■ **To do**: Change every "Query" in the items below to "Target", and leave everything else as it is.

— START Records shown —

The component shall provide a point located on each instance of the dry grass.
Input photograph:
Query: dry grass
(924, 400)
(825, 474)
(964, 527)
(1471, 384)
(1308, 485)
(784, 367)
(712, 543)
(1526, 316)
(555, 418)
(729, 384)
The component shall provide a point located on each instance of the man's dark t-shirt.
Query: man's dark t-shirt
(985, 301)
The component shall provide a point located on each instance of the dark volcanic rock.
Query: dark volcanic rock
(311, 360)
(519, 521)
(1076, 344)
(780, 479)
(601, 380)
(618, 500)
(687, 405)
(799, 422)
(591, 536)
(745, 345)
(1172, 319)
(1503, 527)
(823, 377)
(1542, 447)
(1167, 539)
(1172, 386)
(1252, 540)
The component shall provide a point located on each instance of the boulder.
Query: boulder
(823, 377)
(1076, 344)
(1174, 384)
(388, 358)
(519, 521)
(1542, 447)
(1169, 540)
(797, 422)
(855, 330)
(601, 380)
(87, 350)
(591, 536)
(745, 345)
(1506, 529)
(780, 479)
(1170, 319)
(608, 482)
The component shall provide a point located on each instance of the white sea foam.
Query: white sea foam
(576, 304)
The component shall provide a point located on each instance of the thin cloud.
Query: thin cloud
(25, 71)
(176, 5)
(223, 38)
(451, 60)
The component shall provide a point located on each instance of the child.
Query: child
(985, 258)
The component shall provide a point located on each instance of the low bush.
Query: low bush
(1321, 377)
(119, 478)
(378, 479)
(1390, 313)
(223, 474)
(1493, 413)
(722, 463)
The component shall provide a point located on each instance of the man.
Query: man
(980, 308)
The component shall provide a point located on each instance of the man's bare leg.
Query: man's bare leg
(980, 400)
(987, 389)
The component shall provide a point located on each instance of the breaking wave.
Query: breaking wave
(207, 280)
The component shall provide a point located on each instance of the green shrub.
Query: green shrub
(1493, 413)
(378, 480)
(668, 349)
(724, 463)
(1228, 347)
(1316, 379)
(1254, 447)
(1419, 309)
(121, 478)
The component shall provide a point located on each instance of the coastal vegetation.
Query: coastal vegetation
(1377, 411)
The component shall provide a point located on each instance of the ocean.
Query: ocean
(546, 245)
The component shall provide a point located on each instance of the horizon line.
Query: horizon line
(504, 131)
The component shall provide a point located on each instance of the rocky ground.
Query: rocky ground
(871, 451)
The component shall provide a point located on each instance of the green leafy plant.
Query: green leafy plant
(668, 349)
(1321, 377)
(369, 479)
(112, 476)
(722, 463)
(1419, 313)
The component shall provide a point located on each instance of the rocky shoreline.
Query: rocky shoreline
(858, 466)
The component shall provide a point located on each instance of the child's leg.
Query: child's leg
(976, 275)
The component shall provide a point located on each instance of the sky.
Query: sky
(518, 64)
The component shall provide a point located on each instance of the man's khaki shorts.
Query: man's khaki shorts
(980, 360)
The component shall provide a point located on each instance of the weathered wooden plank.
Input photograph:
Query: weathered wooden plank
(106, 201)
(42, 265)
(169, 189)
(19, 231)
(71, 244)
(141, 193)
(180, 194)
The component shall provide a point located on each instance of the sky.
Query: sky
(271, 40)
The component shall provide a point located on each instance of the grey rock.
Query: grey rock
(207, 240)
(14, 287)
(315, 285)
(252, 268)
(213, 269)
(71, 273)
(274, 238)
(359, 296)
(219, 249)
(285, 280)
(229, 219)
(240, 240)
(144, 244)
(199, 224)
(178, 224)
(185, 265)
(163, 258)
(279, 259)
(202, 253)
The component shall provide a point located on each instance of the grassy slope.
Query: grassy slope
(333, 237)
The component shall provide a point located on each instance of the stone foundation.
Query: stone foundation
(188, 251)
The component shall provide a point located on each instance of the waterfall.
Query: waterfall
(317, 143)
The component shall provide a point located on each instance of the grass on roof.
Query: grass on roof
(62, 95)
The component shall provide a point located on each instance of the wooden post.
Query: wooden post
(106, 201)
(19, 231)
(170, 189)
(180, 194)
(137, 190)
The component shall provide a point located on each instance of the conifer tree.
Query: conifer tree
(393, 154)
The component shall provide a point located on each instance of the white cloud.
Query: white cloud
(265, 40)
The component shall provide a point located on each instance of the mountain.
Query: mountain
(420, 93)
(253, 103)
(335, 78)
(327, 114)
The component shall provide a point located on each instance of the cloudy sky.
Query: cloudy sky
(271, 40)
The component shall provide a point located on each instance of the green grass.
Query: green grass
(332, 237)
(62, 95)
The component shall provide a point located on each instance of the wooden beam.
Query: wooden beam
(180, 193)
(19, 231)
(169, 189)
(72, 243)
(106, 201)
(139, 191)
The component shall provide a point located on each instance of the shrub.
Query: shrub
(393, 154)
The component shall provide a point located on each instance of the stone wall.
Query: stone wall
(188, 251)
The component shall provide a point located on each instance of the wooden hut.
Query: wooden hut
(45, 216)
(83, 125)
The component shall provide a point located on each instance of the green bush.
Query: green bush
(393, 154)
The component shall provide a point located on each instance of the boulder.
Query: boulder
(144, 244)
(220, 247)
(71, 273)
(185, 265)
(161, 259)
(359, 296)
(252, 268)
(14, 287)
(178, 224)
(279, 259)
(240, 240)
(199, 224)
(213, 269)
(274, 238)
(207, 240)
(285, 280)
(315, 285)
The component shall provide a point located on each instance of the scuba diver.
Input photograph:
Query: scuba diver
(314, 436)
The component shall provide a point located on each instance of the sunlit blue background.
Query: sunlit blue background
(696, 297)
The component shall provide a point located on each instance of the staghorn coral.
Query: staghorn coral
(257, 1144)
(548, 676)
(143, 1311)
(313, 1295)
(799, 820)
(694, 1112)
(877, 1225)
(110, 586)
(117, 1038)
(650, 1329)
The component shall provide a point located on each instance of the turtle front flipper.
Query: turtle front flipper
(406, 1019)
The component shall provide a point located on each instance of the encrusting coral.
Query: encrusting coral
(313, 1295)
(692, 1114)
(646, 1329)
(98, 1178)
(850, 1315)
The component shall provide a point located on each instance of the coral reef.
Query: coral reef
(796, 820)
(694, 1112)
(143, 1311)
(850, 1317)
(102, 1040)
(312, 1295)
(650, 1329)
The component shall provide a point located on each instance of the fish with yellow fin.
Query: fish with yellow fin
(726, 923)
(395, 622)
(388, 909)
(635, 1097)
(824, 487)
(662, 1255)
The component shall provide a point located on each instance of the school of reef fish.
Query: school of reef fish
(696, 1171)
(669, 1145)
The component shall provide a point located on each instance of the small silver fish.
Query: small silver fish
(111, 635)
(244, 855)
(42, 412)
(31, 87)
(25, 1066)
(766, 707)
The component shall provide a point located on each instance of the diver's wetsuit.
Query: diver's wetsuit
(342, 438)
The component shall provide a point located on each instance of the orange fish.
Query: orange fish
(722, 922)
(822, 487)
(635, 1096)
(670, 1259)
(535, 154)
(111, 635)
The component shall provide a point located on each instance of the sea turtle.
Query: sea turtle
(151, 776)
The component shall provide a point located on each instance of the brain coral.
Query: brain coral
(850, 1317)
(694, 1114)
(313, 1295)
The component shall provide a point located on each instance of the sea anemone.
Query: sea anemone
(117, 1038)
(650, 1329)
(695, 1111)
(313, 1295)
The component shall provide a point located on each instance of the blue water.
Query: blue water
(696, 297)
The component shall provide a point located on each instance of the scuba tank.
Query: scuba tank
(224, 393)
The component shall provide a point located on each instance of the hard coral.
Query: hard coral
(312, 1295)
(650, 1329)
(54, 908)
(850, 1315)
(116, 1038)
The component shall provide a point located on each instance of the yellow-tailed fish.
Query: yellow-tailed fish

— END Records shown —

■ **Response for this exercise**:
The component shall provide a point located on each instance of the dry grass.
Input photograph:
Target: dry grass
(924, 400)
(825, 474)
(964, 527)
(1471, 384)
(1308, 485)
(784, 367)
(712, 543)
(1526, 316)
(555, 418)
(729, 384)
The component shall provide a point located on each instance of the man's dark t-shirt.
Target: man's dark t-shirt
(985, 301)
The component shall provide a point located on each instance of the dark volcanic rock.
Target: dark volcanic rock
(311, 360)
(519, 521)
(1076, 344)
(780, 479)
(601, 380)
(618, 500)
(687, 405)
(799, 422)
(591, 536)
(745, 345)
(1172, 319)
(1503, 527)
(823, 377)
(1542, 447)
(1167, 539)
(1172, 386)
(1252, 540)
The component shall provide a point located on each instance of the boulder.
Target: boulder
(823, 377)
(1076, 344)
(1174, 384)
(388, 358)
(519, 521)
(1542, 447)
(1169, 540)
(797, 422)
(855, 330)
(601, 380)
(87, 350)
(591, 536)
(745, 345)
(1506, 529)
(780, 479)
(1170, 319)
(608, 482)
The component shall provide a point located on each instance of the white sea foam.
Target: white sea foam
(576, 304)
The component shall provide a point located on each instance of the thin cloud.
Target: thin cloud
(25, 71)
(176, 5)
(223, 38)
(451, 60)
The component shall provide a point located on each instance of the child.
Target: child
(985, 258)
The component shall provide a point located on each instance of the low bush.
Target: low bush
(1321, 377)
(119, 478)
(378, 479)
(1390, 313)
(223, 474)
(1493, 413)
(722, 463)
The component shall provide a point located on each instance of the man.
Target: man
(980, 308)
The component shall provide a point located on each instance of the man's bare leg.
Target: man's bare leg
(980, 400)
(987, 389)
The component shall provide a point located on each instance of the breaking wave.
Target: breaking wave
(207, 280)
The component shall provide a point located on each instance of the green shrub.
Target: green shrub
(1493, 413)
(378, 480)
(668, 349)
(724, 463)
(1228, 347)
(1316, 379)
(1254, 447)
(1419, 309)
(121, 478)
The component shall provide a point located on each instance of the coastal vegetation.
Target: coastal vegetation
(1377, 411)
The component shall provide a point located on each instance of the ocean.
Target: ocean
(546, 245)
The component shall provide a point located on each instance of the horizon line.
Target: horizon line
(504, 131)
The component shall provide a point located on each instance of the rocky ground.
Target: rocky ground
(871, 451)
The component shall provide a point located on each instance of the green leafy plant.
Target: green leafy plant
(668, 349)
(1321, 377)
(369, 479)
(112, 476)
(722, 463)
(1419, 313)
The component shall provide a point located on each instance of the rocky shoreline.
Target: rocky shoreline
(858, 466)
The component shall provide a point located on each instance of the child's leg.
Target: child's leg
(976, 275)
The component shall provide a point located on each instance of the sky.
Target: sky
(518, 64)
The component shall provide a point located on each instance of the man's khaki shorts.
Target: man's khaki shorts
(980, 360)
The component shall provide a point located on each instance of the weathered wooden plank.
Input photograph:
Target: weathered wooden plank
(106, 201)
(42, 265)
(169, 189)
(19, 231)
(71, 244)
(141, 193)
(180, 194)
The component shall provide a point located on each instance of the sky.
Target: sky
(271, 40)
The component shall provide a point located on each instance of the grey rock.
Target: grey rock
(207, 240)
(14, 287)
(315, 285)
(252, 268)
(213, 269)
(71, 273)
(274, 238)
(359, 296)
(219, 249)
(285, 280)
(229, 219)
(240, 240)
(144, 244)
(199, 224)
(178, 224)
(185, 265)
(163, 258)
(279, 259)
(202, 253)
The component shall provide a point located on each instance of the grassy slope.
Target: grassy slope
(333, 237)
The component shall provide a point located on each instance of the stone foundation.
Target: stone foundation
(188, 251)
The component shall provide a point located on each instance of the waterfall.
Target: waterfall
(317, 143)
The component shall provide a point located on each instance of the grass on roof.
Target: grass on roof
(62, 95)
The component shall provide a point located on each instance of the wooden post.
Target: wooden post
(106, 201)
(19, 231)
(170, 189)
(180, 194)
(137, 190)
The component shall provide a point located on each instance of the conifer tree.
Target: conifer tree
(393, 154)
The component shall provide a point located on each instance of the white cloud.
Target: white cloud
(265, 40)
The component shall provide a point located on each instance of the mountain.
Target: mountain
(420, 93)
(253, 103)
(335, 78)
(327, 114)
The component shall provide a point located on each instance of the cloudy sky.
Target: cloudy sky
(271, 40)
The component shall provide a point located on each instance of the green grass.
Target: green grass
(332, 237)
(62, 95)
The component shall provide a point located on each instance of the wooden beam.
Target: wooden beam
(180, 193)
(19, 231)
(169, 189)
(72, 243)
(106, 201)
(139, 191)
The component shall provide a point located on each instance of the shrub.
Target: shrub
(393, 154)
The component shall provide a point located on each instance of the stone wall.
Target: stone wall
(188, 251)
The component shall provide a point located on each instance of the wooden hut.
Target: wooden hut
(45, 216)
(83, 125)
The component shall provide a point located on each instance of the green bush.
Target: green bush
(393, 154)
The component shall provide a point located on each instance of the boulder.
Target: boulder
(144, 244)
(220, 247)
(71, 273)
(185, 265)
(161, 259)
(359, 296)
(252, 268)
(14, 287)
(178, 224)
(279, 259)
(240, 240)
(199, 224)
(213, 269)
(274, 238)
(207, 240)
(285, 280)
(315, 285)
The component shall provide a point located on each instance of the scuba diver.
Input photograph:
Target: scuba diver
(314, 436)
The component shall provide a point located on each instance of the sunlit blue background.
Target: sunlit blue background
(696, 297)
The component shall provide a point located on each instance of the staghorn coral.
Target: staghorn coral
(257, 1144)
(548, 676)
(143, 1311)
(313, 1295)
(799, 820)
(694, 1112)
(877, 1225)
(110, 586)
(117, 1038)
(650, 1329)
The component shall provide a point located on each instance of the turtle front flipper.
Target: turtle front flipper
(406, 1019)
The component shall provide a point located on each instance of the encrusting coral.
Target: encrusting coral
(313, 1295)
(692, 1114)
(646, 1329)
(98, 1178)
(850, 1315)
The component shall provide a point located on each instance of the coral reef.
Target: coral reef
(796, 820)
(694, 1112)
(143, 1311)
(850, 1317)
(102, 1040)
(312, 1295)
(650, 1329)
The component shall provide a point located on each instance of the fish with yellow fin.
Target: fish with yellow fin
(726, 923)
(395, 622)
(388, 909)
(635, 1097)
(824, 487)
(662, 1255)
The component shall provide a point located on each instance of the school of reef fish.
Target: school of reef fish
(696, 1171)
(669, 1145)
The component shall provide a point located on each instance of the small silver fish.
Target: small silver fish
(111, 635)
(244, 855)
(42, 412)
(31, 87)
(25, 1066)
(766, 707)
The component shall provide a point located on each instance of the diver's wetsuit.
Target: diver's wetsuit
(342, 438)
The component shall provide a point located on each instance of the orange fish.
Target: orange fish
(722, 922)
(822, 487)
(635, 1096)
(670, 1259)
(535, 154)
(111, 635)
The component shall provide a point located on each instance of the sea turtle.
Target: sea turtle
(151, 776)
The component shall provide a point located on each instance of the brain coral.
Target: brain coral
(850, 1317)
(694, 1114)
(313, 1295)
The component shall provide a point located on each instance of the sea anemone.
Target: sea anemone
(117, 1038)
(650, 1329)
(695, 1111)
(313, 1295)
The component shall provide a point located on each instance of the blue water.
Target: blue water
(696, 297)
The component shall provide a point located on each instance of the scuba tank.
Target: scuba tank
(224, 393)
The component shall provide a point located on each instance of the hard coral.
Target: hard coral
(312, 1295)
(650, 1329)
(54, 908)
(850, 1315)
(116, 1038)
The component shall provide a point located on each instance of the yellow-tailed fish.
Target: yellow-tailed fish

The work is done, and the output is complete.